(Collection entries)
┄┄┄┄┄┄┄┄┄┄

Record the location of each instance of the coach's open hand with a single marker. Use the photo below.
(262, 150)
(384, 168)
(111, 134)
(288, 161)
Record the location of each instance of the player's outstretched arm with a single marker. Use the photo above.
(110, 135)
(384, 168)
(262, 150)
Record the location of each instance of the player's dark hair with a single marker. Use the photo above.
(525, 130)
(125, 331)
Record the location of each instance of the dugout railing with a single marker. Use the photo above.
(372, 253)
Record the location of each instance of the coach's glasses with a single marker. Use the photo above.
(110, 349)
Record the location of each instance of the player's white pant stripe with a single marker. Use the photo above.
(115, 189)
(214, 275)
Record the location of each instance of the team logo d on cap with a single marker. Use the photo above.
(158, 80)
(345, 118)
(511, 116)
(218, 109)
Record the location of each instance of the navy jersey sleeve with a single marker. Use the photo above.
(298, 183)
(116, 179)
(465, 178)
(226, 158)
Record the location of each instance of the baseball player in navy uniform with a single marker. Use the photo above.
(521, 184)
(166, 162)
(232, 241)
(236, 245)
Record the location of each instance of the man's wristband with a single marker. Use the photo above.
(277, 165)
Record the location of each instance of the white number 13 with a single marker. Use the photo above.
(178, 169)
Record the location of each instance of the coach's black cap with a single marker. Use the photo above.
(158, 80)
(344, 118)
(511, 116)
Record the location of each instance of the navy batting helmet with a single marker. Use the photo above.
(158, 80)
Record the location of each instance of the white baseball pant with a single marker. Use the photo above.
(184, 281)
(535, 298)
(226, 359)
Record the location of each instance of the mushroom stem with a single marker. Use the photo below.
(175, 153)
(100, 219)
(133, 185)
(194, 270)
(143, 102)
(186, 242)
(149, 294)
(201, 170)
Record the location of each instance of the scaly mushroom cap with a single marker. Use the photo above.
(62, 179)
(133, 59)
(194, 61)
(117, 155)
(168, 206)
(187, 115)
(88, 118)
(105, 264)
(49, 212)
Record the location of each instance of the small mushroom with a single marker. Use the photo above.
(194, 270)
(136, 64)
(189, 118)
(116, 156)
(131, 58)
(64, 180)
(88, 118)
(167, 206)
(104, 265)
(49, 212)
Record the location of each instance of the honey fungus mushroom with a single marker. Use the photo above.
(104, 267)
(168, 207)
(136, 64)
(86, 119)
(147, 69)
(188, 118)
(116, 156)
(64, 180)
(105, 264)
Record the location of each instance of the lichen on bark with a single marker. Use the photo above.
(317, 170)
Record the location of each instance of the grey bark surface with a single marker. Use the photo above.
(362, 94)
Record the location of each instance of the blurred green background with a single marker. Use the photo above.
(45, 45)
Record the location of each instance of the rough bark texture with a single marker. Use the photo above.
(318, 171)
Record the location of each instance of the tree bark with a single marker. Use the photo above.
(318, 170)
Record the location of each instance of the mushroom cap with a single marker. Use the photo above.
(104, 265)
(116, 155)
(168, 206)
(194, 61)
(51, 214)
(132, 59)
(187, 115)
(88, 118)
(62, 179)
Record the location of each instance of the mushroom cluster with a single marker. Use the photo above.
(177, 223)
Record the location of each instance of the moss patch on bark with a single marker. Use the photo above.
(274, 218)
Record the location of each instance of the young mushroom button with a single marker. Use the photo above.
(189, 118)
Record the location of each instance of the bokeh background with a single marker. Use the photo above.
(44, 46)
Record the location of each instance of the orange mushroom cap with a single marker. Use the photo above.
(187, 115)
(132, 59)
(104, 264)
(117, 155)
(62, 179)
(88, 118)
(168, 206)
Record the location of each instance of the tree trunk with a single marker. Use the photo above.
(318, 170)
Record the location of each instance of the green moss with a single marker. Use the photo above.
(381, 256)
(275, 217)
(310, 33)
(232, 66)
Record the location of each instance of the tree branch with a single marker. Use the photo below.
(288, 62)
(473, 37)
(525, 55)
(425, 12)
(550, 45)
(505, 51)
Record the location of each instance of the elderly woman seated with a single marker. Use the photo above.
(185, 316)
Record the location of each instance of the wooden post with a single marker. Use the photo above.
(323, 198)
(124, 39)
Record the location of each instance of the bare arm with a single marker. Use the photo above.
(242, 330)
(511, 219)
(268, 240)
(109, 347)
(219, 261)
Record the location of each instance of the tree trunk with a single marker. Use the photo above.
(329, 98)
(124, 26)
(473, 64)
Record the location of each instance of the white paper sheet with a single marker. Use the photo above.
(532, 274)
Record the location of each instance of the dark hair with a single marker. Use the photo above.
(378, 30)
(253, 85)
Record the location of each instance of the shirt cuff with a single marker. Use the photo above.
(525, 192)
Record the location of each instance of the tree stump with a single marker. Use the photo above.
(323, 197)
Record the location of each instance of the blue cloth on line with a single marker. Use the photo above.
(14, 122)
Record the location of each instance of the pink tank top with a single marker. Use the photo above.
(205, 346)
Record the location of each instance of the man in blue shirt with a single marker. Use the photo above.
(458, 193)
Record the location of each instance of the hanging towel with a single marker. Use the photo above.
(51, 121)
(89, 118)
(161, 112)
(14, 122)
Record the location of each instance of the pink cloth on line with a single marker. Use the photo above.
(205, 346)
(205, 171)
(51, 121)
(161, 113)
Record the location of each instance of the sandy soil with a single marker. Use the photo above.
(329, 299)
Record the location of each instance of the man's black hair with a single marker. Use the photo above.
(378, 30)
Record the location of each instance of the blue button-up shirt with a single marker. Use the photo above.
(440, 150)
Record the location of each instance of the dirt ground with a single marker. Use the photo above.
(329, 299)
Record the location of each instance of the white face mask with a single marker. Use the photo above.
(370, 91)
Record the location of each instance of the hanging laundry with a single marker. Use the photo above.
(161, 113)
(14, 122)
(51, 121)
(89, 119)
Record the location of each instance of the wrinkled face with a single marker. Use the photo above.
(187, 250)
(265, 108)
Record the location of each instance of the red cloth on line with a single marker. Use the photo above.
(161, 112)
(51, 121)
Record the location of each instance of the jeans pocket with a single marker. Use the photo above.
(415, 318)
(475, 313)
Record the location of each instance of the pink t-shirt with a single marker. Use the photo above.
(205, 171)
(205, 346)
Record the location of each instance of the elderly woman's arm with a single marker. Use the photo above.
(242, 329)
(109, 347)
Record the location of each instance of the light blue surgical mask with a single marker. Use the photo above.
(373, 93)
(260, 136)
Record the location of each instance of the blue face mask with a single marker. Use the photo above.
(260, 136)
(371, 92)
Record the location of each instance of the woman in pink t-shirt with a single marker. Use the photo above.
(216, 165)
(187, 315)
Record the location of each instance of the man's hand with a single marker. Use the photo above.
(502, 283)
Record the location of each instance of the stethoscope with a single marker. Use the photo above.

┄┄┄┄┄┄┄┄┄┄

● Work order
The answer should consist of all the lines above, retyped exactly.

● Task solution
Record the location of each instance of the coach's open hand with a single marker. Use the photo below.
(262, 150)
(384, 168)
(111, 134)
(288, 161)
Record the location of each instance of the player's outstretched arm with a single marker. Use the photo above.
(110, 135)
(384, 168)
(262, 150)
Record the location of each instance of the player's dark hair with a single marker. Use the photo above.
(525, 130)
(125, 331)
Record the location of each instance of the dugout railing with a single marker. Use the photo above.
(372, 253)
Record the location of each instance of the coach's glasses with a single marker. Use the photo above.
(110, 349)
Record the location of each instance of the player's white pant stripe with a single marker. Use the photo above.
(115, 189)
(214, 275)
Record the location of each instance of the team logo d on cap with a single marker. Use the photo above.
(158, 80)
(345, 118)
(511, 116)
(218, 109)
Record the location of each instance of the navy jersey sleeve with a single marker. Use the photo above.
(298, 183)
(116, 179)
(465, 178)
(226, 158)
Record the location of each instance of the baseball player in navy uniform with a single marker. Use the photo above.
(521, 184)
(166, 162)
(232, 241)
(236, 245)
Record the location of each instance of the man's wristband with a single marker. Use the photo above.
(277, 165)
Record the location of each instance of the white number 13 with a single marker. Use the photo above.
(178, 169)
Record the location of each instance of the coach's black cap with a single marker. Use the photo above.
(158, 80)
(344, 118)
(511, 116)
Record the location of each instance of the navy batting helmet with a single marker. Use the photo above.
(158, 80)
Record the location of each instance of the white baseball pant with a single marker. Use the photo above.
(184, 281)
(535, 298)
(226, 359)
Record the location of each instance of the mushroom stem with a single marker. Use the photo below.
(175, 153)
(100, 219)
(133, 185)
(194, 270)
(143, 102)
(186, 242)
(149, 294)
(201, 170)
Record the location of each instance of the scaly mushroom cap with a single marker. Use the photo above.
(62, 179)
(133, 59)
(194, 61)
(117, 155)
(168, 206)
(187, 115)
(88, 118)
(105, 264)
(49, 212)
Record the location of each instance of the small mushroom with a single marker. Use the photo above.
(194, 270)
(136, 64)
(189, 118)
(116, 156)
(131, 58)
(64, 180)
(88, 118)
(167, 206)
(104, 265)
(49, 212)
Record the location of each instance of the honey fungus mushroom with a single marker. Use the photo above.
(104, 267)
(168, 207)
(136, 64)
(86, 119)
(147, 69)
(188, 118)
(116, 156)
(64, 180)
(105, 264)
Record the location of each instance of the lichen on bark with a single marker. Use the photo above.
(317, 170)
Record the location of each instance of the grey bark surface with a single marker. Use the photo above.
(362, 94)
Record the location of each instance of the blurred green background with a single marker. Use the photo above.
(45, 45)
Record the location of each instance of the rough bark texture with a single marker. Use the photo above.
(318, 171)
Record the location of each instance of the tree bark with a single marker. Use the photo above.
(318, 170)
Record the location of each instance of the mushroom cap with a single marker. Use the photo above.
(104, 265)
(116, 155)
(168, 206)
(194, 61)
(51, 214)
(132, 59)
(187, 115)
(88, 118)
(62, 179)
Record the location of each instance of the mushroom cluster with a single marker. Use the photo above.
(177, 223)
Record the location of each instance of the moss patch on bark with a single marker. Use the photo above.
(274, 218)
Record the location of each instance of the young mushroom button with a single marker. Use the photo above.
(189, 118)
Record the location of each instance of the bokeh background with a single marker. Use the photo above.
(44, 46)
Record the location of each instance of the orange mushroom cap with a single marker. Use the photo above.
(187, 115)
(132, 59)
(104, 264)
(117, 155)
(62, 179)
(88, 118)
(168, 206)
Record the location of each instance of the tree trunk with a single marker. Use the photo above.
(318, 170)
Record the location of each instance of the green moss with a single marker. Use the photo above.
(381, 256)
(275, 217)
(310, 33)
(232, 66)
Record the location of each instance of the tree branch with a single marker. Use the photo below.
(288, 62)
(473, 37)
(525, 55)
(425, 12)
(550, 45)
(505, 51)
Record the location of each instance of the elderly woman seated with a single marker. Use the photo above.
(185, 316)
Record the location of each instance of the wooden post with a single marker. Use the photo above.
(323, 198)
(124, 39)
Record the location of each instance of the bare arm with a single marker. Use the photo above.
(242, 330)
(511, 219)
(268, 240)
(109, 347)
(219, 261)
Record the location of each instance of the tree trunk with a single marker. Use the photo above.
(329, 98)
(124, 26)
(473, 64)
Record the location of each instance of the white paper sheet with a single marker. Use the photo above.
(532, 274)
Record the location of each instance of the dark hair with a single marker. Use the photo above.
(378, 30)
(253, 85)
Record the location of each instance of the shirt cuff with a single marker. Use the photo above.
(525, 192)
Record the location of each instance of the tree stump with a single marker. Use the photo above.
(323, 197)
Record the location of each instance of the blue cloth on line with a single marker. Use the photo above.
(14, 122)
Record the location of each instance of the pink tank top with a single marker. Use the photo above.
(205, 346)
Record the location of each instance of the man in blue shirt with a single marker. Use the photo above.
(458, 193)
Record the location of each instance of the hanging towel with a single marker. Use the photo above.
(51, 121)
(89, 118)
(161, 112)
(14, 122)
Record the location of each instance of the pink cloth on line with a single marker. Use the photo above.
(205, 346)
(205, 171)
(51, 121)
(161, 113)
Record the location of each instance of the sandy soil with a single marker. Use the photo above.
(329, 299)
Record the location of each instance of the man's black hair with a single marker. Use the photo above.
(378, 30)
Record the location of each instance of the blue button-up shirt with a single marker. Use the photo above.
(440, 150)
Record the location of each instance of the dirt ground with a single marker. Use the photo above.
(329, 299)
Record the location of each instance of the white face mask with a single marker. Use the photo above.
(370, 91)
Record the location of each instance of the hanging laundry with a single marker. Use the photo above.
(161, 113)
(14, 122)
(51, 121)
(89, 119)
Record the location of each instance of the wrinkled face with a single marker. Use the photo above.
(187, 250)
(265, 108)
Record the location of each instance of the red cloth on line with a single marker. Use the photo above.
(161, 112)
(51, 121)
Record the location of each instance of the jeans pocket with a single marker. Use the photo above.
(415, 318)
(475, 313)
Record the location of each instance of the pink t-shirt with a single marker. Use the photo above.
(205, 171)
(205, 346)
Record the location of each instance of the elderly woman's arm with a single marker. Use the photo above.
(242, 329)
(109, 347)
Record the location of each instance of the light blue surgical mask with a single marker. Use the photo above.
(373, 93)
(260, 136)
Record the location of each instance of the blue face mask with a single marker. Use the photo above.
(260, 136)
(371, 92)
Record the location of each instance of the woman in pink t-shirt with a single marker. Use the photo above.
(216, 165)
(187, 315)
Record the location of each instance of the man's hand with a single marker. Use the photo above.
(502, 283)
Record the location of each instance of the stethoscope with a single marker. Use the photo above.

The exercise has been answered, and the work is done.